Task
Your answer must be one number: the count of lines below that hold the word "turbine".

━━━━━━

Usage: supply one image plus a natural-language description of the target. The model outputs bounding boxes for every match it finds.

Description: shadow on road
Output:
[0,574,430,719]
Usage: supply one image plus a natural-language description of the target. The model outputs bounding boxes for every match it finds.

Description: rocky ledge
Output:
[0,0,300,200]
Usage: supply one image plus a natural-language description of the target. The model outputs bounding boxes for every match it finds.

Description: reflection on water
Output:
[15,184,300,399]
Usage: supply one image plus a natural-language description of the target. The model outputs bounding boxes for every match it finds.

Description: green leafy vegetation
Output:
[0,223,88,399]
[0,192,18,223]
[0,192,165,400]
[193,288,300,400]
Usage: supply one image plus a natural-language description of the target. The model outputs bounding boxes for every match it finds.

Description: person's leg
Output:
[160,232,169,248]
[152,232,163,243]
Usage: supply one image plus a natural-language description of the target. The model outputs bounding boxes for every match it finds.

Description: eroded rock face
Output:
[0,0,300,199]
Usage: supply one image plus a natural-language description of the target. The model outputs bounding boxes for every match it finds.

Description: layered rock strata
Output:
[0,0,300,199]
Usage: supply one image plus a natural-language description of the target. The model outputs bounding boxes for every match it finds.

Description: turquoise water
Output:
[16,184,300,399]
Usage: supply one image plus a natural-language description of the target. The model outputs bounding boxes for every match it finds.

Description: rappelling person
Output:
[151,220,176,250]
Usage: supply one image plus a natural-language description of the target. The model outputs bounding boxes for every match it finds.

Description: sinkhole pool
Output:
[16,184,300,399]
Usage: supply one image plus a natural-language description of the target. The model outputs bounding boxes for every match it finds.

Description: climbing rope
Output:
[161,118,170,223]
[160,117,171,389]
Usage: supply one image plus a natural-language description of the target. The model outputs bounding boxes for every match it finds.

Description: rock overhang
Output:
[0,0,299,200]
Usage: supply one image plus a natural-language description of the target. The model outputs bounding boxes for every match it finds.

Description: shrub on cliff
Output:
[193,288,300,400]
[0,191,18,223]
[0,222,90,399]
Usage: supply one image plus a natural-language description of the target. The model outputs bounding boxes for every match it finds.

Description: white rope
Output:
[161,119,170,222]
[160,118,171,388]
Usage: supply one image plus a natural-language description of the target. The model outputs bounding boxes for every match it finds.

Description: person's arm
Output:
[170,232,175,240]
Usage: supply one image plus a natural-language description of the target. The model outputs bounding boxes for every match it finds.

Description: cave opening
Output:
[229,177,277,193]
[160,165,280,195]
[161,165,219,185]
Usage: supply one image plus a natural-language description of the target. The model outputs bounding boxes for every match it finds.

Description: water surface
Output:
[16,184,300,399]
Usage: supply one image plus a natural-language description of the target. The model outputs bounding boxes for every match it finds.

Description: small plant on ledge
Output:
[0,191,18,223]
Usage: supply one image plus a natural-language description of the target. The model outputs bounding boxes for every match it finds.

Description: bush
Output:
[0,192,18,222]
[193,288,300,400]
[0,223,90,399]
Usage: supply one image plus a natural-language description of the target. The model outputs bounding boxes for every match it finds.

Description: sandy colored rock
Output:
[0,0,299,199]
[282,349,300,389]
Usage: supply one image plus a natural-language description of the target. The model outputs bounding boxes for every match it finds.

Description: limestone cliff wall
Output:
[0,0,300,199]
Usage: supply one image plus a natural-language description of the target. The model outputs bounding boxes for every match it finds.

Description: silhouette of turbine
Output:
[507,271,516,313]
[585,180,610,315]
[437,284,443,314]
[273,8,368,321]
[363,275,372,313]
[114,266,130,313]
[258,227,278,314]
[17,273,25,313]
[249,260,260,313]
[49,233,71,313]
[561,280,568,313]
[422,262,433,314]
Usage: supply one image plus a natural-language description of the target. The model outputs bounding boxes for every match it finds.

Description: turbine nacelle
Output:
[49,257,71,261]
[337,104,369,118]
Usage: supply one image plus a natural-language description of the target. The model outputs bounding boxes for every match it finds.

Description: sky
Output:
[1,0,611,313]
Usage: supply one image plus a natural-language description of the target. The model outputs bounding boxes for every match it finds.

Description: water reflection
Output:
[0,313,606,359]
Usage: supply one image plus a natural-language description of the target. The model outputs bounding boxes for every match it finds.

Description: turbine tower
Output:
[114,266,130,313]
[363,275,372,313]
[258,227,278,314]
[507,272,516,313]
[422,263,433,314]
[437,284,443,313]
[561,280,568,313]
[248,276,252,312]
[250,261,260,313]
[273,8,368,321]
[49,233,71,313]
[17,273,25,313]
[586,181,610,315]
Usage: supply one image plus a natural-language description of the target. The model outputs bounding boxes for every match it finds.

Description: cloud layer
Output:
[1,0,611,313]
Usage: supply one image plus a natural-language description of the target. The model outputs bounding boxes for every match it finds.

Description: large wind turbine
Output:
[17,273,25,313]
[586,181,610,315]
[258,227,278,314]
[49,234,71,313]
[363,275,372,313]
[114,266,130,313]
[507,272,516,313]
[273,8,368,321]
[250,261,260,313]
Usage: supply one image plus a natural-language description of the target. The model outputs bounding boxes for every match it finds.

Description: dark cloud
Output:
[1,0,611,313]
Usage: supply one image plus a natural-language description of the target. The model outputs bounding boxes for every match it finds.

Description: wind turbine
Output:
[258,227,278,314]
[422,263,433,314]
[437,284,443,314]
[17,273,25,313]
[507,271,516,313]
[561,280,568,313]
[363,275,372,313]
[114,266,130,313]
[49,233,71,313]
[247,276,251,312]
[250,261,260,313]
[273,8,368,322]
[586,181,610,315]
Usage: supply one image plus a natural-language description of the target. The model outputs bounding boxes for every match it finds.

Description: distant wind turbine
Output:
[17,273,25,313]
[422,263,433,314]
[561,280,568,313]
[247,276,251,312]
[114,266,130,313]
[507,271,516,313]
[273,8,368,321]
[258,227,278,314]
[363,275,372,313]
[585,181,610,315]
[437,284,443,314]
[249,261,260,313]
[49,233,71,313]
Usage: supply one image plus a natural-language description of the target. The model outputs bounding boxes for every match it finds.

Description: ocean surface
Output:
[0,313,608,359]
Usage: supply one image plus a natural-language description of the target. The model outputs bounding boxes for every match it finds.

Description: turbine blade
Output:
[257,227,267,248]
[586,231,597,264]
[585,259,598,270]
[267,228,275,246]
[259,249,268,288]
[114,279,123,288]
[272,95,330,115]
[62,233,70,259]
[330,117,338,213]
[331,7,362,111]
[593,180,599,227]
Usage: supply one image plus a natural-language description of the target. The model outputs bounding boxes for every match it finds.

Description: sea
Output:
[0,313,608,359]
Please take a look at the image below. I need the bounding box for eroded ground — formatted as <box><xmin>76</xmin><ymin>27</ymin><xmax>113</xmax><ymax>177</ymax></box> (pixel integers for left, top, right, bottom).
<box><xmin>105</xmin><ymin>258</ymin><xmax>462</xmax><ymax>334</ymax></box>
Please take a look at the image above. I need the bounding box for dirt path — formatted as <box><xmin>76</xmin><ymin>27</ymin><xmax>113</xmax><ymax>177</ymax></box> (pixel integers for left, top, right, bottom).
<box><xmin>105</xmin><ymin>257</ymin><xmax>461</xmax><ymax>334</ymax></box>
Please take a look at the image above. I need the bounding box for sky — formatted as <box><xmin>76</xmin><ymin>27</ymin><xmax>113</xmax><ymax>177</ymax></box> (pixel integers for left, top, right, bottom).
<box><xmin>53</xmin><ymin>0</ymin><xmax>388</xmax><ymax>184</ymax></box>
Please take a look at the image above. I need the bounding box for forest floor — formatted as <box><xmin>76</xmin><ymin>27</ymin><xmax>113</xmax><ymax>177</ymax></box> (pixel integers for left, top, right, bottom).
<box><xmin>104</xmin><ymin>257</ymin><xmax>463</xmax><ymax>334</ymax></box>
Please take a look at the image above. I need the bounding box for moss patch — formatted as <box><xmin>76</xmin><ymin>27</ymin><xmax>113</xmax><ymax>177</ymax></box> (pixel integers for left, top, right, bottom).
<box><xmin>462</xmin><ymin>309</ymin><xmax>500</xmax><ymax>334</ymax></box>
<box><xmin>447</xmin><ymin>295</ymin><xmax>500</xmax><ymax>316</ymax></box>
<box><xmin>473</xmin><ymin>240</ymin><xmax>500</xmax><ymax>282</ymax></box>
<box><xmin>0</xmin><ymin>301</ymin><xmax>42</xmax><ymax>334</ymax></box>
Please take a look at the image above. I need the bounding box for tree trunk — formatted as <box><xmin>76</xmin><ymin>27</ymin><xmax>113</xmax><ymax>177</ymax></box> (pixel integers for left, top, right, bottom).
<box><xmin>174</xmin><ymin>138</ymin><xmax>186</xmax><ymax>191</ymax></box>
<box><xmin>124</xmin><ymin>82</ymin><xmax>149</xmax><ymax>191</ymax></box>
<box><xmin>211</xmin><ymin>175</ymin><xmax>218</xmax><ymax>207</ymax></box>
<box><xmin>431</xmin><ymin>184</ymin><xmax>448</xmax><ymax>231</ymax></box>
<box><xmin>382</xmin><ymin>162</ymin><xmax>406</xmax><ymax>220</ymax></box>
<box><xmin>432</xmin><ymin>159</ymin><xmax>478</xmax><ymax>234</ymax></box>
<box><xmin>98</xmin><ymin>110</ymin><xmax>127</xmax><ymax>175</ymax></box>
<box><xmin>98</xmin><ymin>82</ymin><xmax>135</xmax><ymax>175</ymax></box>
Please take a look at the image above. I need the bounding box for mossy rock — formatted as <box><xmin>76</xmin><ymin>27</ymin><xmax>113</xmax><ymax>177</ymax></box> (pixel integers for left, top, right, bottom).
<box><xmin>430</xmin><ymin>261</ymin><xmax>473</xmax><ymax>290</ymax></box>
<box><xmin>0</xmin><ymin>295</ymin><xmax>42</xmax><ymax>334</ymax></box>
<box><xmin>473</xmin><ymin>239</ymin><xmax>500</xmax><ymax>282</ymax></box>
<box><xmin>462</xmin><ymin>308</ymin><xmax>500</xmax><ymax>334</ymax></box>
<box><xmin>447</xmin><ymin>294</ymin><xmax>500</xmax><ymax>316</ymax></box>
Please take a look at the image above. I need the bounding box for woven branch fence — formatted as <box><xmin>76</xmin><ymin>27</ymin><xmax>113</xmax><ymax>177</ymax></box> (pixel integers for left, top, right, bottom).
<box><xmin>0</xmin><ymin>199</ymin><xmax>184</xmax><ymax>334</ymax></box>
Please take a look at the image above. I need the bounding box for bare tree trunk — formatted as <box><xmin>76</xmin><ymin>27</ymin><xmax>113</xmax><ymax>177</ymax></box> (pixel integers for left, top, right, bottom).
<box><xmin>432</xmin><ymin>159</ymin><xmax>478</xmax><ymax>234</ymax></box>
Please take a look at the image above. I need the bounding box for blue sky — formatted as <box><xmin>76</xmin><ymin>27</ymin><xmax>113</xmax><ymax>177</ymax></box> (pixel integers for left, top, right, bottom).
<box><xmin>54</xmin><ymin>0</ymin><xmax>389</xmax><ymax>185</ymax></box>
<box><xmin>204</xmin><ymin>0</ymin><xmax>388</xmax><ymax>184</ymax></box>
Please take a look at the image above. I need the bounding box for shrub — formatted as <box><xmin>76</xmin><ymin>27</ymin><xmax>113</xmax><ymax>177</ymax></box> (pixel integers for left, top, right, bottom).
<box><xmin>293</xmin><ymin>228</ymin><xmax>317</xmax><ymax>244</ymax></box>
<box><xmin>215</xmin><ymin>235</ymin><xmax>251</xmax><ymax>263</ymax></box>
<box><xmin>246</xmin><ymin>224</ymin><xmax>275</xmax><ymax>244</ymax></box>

━━━━━━

Output of the exercise
7